_Stated task_
Pull out the lines of the records below without any change, starting at the line with "the white front" and running to the end of the records, with both ends included.

## start Source records

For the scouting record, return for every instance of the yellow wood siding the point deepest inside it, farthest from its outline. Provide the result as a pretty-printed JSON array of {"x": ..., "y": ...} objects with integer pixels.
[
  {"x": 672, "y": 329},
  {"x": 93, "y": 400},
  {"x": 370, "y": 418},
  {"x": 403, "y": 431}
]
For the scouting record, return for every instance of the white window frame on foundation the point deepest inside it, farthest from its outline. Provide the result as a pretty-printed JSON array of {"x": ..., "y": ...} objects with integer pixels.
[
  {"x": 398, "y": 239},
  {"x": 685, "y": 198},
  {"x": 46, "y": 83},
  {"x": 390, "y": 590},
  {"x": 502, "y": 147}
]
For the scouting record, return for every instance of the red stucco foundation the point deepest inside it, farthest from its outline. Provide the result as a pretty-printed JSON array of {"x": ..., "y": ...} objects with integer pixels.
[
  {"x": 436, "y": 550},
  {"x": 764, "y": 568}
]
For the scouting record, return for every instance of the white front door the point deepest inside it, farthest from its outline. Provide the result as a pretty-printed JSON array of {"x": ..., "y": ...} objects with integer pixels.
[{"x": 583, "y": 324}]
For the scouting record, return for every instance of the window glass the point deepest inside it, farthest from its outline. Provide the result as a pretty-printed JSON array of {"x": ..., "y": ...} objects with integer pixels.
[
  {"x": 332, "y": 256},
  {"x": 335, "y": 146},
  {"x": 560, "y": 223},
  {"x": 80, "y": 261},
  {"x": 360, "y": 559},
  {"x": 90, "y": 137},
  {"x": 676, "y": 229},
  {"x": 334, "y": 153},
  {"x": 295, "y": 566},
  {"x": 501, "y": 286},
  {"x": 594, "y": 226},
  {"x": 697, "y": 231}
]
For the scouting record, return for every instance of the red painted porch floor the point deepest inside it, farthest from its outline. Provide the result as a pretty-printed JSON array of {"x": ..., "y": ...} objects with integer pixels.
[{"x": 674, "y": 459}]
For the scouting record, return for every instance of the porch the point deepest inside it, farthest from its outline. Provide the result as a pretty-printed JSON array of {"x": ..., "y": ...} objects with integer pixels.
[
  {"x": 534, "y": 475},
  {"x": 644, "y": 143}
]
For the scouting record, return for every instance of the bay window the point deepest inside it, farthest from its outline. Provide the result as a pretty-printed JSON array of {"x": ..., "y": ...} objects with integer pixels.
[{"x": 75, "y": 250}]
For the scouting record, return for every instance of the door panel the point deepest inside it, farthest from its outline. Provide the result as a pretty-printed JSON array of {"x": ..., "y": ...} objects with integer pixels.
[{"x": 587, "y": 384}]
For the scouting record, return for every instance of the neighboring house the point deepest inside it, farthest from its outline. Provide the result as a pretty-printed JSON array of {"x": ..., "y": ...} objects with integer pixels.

## end Source records

_Exercise output_
For the scouting record, return for every instance of the white front door the point deepest inside it, farthest from its outline. Provide the result as a pretty-printed JSON array of {"x": ..., "y": ...} objects with integer pixels.
[{"x": 583, "y": 324}]
For the scouting record, return for every instance of the window glass the point deepest inside it, farthest from its outline. Provide the result as a pretty-printed JSON array of {"x": ..., "y": ...} objects with integer pixels.
[
  {"x": 332, "y": 256},
  {"x": 335, "y": 146},
  {"x": 560, "y": 223},
  {"x": 80, "y": 261},
  {"x": 360, "y": 559},
  {"x": 90, "y": 137},
  {"x": 676, "y": 229},
  {"x": 334, "y": 153},
  {"x": 295, "y": 566},
  {"x": 501, "y": 286},
  {"x": 594, "y": 226},
  {"x": 697, "y": 231}
]
For the scouting record, return for every instance of the red painted porch floor the point deepest inside it, farthest from its outline. Provide the result as a pretty-printed JSON array of {"x": ..., "y": ...} objects with integer pixels.
[{"x": 674, "y": 459}]
For the scouting record, return for every instance of the porch the point deepest inside it, farthest from its outline. Provide the result as a pretty-printed JSON array of {"x": ..., "y": ...} objects with integer pixels.
[
  {"x": 534, "y": 475},
  {"x": 644, "y": 143}
]
For the scouting record, return for every instance of the bay window the point deepest inside it, farthest from its outline. Provide the result as a pretty-printed JSON array of {"x": ..., "y": ...} objects with integer pixels.
[{"x": 75, "y": 250}]
For the scouting record, return for every instance of the door panel the point deepest inside it, farthest from its outline. Provide the result as a pretty-printed JSON array of {"x": ..., "y": ...} objects with integer pixels.
[{"x": 587, "y": 384}]
For the scouting record, return for every instance of the neighboring house the point deepest inside it, farthest from its outline. Provide the result as a pretty-printed JSON array of {"x": ..., "y": ...} objects with integer pixels.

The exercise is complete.